Dataset rows:
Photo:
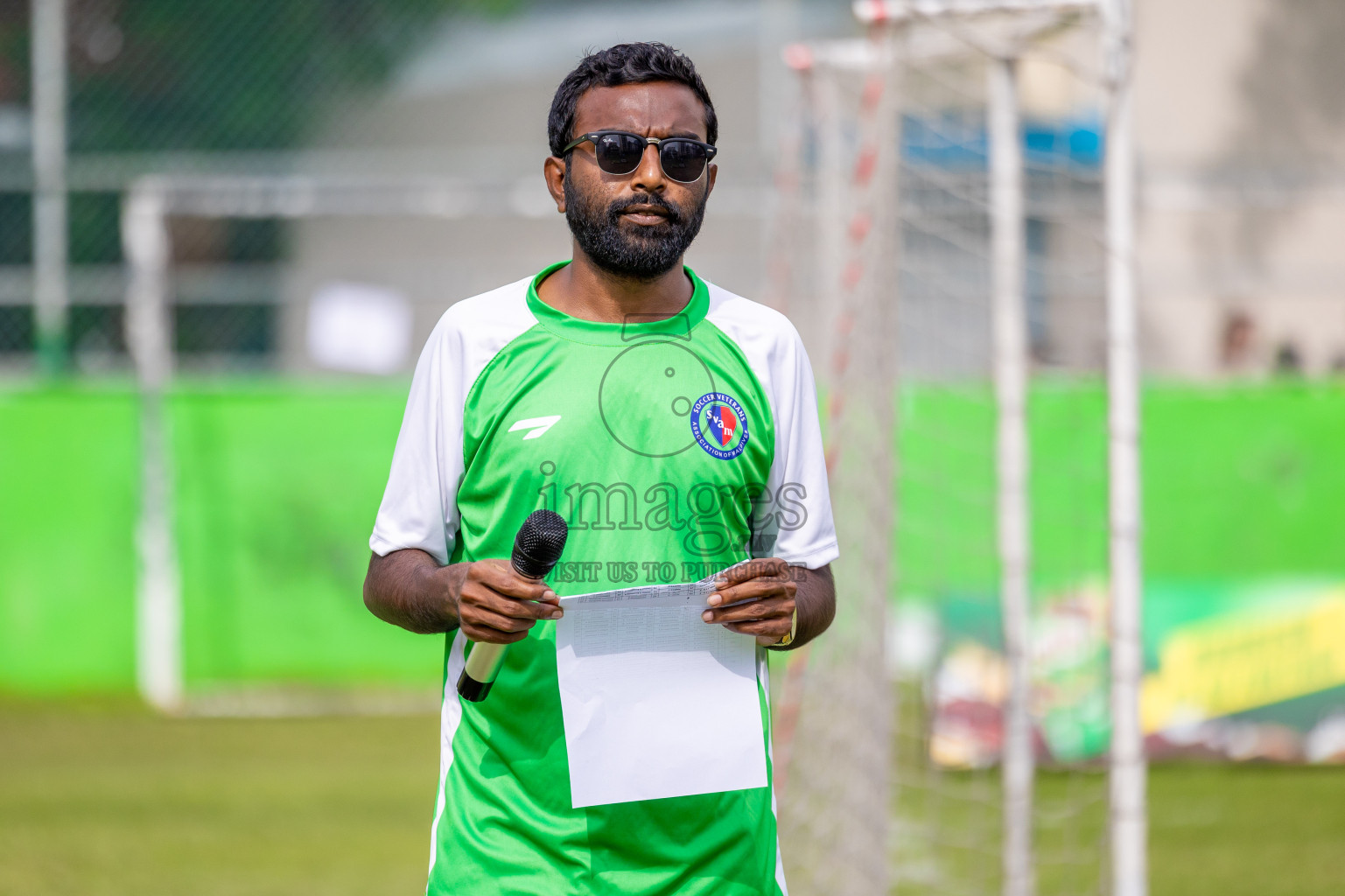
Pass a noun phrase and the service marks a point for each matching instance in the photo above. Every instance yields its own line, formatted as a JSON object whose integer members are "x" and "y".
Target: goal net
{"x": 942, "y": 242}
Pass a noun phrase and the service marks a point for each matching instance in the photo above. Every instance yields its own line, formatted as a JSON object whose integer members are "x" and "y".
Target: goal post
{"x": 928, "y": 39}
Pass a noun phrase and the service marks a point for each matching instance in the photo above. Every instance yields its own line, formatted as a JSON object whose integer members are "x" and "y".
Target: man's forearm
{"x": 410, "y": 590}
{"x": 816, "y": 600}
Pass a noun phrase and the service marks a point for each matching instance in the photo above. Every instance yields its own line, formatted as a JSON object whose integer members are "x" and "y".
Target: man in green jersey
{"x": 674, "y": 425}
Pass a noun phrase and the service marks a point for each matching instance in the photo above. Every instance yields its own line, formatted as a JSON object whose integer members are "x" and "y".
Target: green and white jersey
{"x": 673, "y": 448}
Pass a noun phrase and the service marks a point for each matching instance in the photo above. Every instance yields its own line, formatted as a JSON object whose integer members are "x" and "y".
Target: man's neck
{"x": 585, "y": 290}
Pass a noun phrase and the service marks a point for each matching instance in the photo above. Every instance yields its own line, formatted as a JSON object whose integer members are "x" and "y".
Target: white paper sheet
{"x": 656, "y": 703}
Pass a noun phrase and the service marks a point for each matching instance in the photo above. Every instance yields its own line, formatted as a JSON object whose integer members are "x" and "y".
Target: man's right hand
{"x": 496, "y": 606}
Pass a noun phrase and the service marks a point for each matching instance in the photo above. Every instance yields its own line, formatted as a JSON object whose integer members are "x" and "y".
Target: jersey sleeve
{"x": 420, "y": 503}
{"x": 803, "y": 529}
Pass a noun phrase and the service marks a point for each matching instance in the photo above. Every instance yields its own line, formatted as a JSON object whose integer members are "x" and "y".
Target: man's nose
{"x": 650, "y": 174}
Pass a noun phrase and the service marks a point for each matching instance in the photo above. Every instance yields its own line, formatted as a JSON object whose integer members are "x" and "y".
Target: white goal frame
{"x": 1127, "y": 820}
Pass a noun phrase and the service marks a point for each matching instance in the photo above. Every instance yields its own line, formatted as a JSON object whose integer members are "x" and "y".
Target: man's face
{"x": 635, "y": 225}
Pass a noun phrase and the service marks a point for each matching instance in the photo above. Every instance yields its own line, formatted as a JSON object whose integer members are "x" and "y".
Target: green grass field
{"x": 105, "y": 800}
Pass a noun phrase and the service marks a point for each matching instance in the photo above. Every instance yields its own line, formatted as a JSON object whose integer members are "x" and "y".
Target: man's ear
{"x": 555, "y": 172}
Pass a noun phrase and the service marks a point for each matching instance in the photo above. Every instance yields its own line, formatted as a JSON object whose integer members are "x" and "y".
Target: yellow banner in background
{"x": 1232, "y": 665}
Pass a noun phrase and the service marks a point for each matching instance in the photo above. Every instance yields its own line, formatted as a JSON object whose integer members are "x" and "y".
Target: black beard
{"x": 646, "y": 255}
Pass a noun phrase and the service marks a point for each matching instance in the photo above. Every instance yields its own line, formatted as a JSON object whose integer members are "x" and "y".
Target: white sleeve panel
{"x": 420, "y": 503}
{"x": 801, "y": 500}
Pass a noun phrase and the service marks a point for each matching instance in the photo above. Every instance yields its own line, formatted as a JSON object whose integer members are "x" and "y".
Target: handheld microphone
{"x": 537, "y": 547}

WORK TO COMPLETE:
Write out the entries again, exactly as given, skipping any images.

RESPONSE BELOW:
Photo:
Pass a noun phrase and the service marks a point for each matching instance in the photo above. Every instance yields its own line, formatted as a JSON object whose integer members are "x" and "y".
Target: goal net
{"x": 942, "y": 242}
Pass a noun phrase and the service marks a point for each matching instance in the photo above. Every instance yields its own line, formatted as a JSON object whose integer members are "x" and "y".
Target: goal post
{"x": 928, "y": 39}
Pass a noun phrase and the service marks a point for each matching instance in the photo above. Every instance yields its own line, formatted as a JSON object whose integer members are "x" and "y".
Target: man's forearm
{"x": 410, "y": 590}
{"x": 816, "y": 600}
Pass a noun phrase and the service marks a point for each matching instance in the photo above. Every instance yields its own line, formatted as a JSON object whose integer members are "x" and "y".
Target: man in green jersey
{"x": 674, "y": 425}
Pass a noun phrase and the service marks a point for each matching instance in the photo above. Every instance yields its own line, formatted as a JSON object whose integer members are "x" and "y".
Target: green and white jersey
{"x": 673, "y": 448}
Pass a noun phrase and the service marks a point for each matching instance in the photo above. Every instance yields its own line, formatted as a JSON object whose integer members are "x" and "y".
Target: man's neck
{"x": 585, "y": 290}
Pass a noun phrase and the service marks a point for each matching instance in the photo above. Every instance yields its own line, formatted as a JSON object whose integer members are "x" and "y".
Target: white paper sheet
{"x": 656, "y": 703}
Pass a noun phrase and the service marks a point for each matching instance in the photo above. Every instance yields its own line, formatted as a JSON object whose integer members are "x" and "y".
Target: man's right hand
{"x": 496, "y": 606}
Pass a noun phrase and the service marks a point for each matching instance in the photo above. Every instance yields its own line, formatted as a JSON object whose integer members are "x" and "y".
Target: jersey sleeve
{"x": 420, "y": 503}
{"x": 803, "y": 529}
Pass a noun phrase and the service marks a point for each matching instance in the photo above. Every instance yields its own line, formatted as a JSON object whose integer members are "x" and "y".
Target: man's nose
{"x": 650, "y": 174}
Pass a noun phrase and the service marks a point for each matching instance in the photo above. Every instance yields its own line, formatted as a JSON object whose integer members are "x" and "y".
Target: white goal frame
{"x": 1127, "y": 820}
Pass a noun phrase and the service marks a point for each matching instance in the photo above. Every instance yields its own line, formatted as a JSON object whose integer members are "x" and "y".
Target: man's face
{"x": 635, "y": 225}
Pass a noun phrase and the service marks a point for each matching instance in the photo above. Every instance yields its own line, formatted as a JSON object whose integer members are "x" and "y".
Target: green grass field
{"x": 105, "y": 800}
Pass a noun phrase and the service marks a point for each matching instance in the photo above. Every instance yields its own line, formatted as a JSON object whose integer members are "x" and "y".
Target: man's ear
{"x": 555, "y": 172}
Pass a noun phrase and the service marks a point for each matching instance in the photo above. Every instance yields its own line, formatted as a JSON object whose integer members are "x" and "y".
Target: yellow banner in background
{"x": 1232, "y": 665}
Pass a noun phrase and the service marks a point for each matching instance in the photo above. Every instance yields its own line, formatted as a JSON object whose integer members are "x" and "y".
Target: black beard
{"x": 646, "y": 255}
Pass a noun phrase and the service marks a point for each matching instance in the photo above. Every instance yields its own line, formatted as a JSON object whose integer members are "x" and "y".
Target: white sleeve panel
{"x": 420, "y": 503}
{"x": 801, "y": 500}
Pass a noun phrase and the service marks a point for each matching instance in the photo above. Every instance yields its own line, formatted as a JSON object whose integer members are "x" and "y".
Target: handheld microphone
{"x": 537, "y": 547}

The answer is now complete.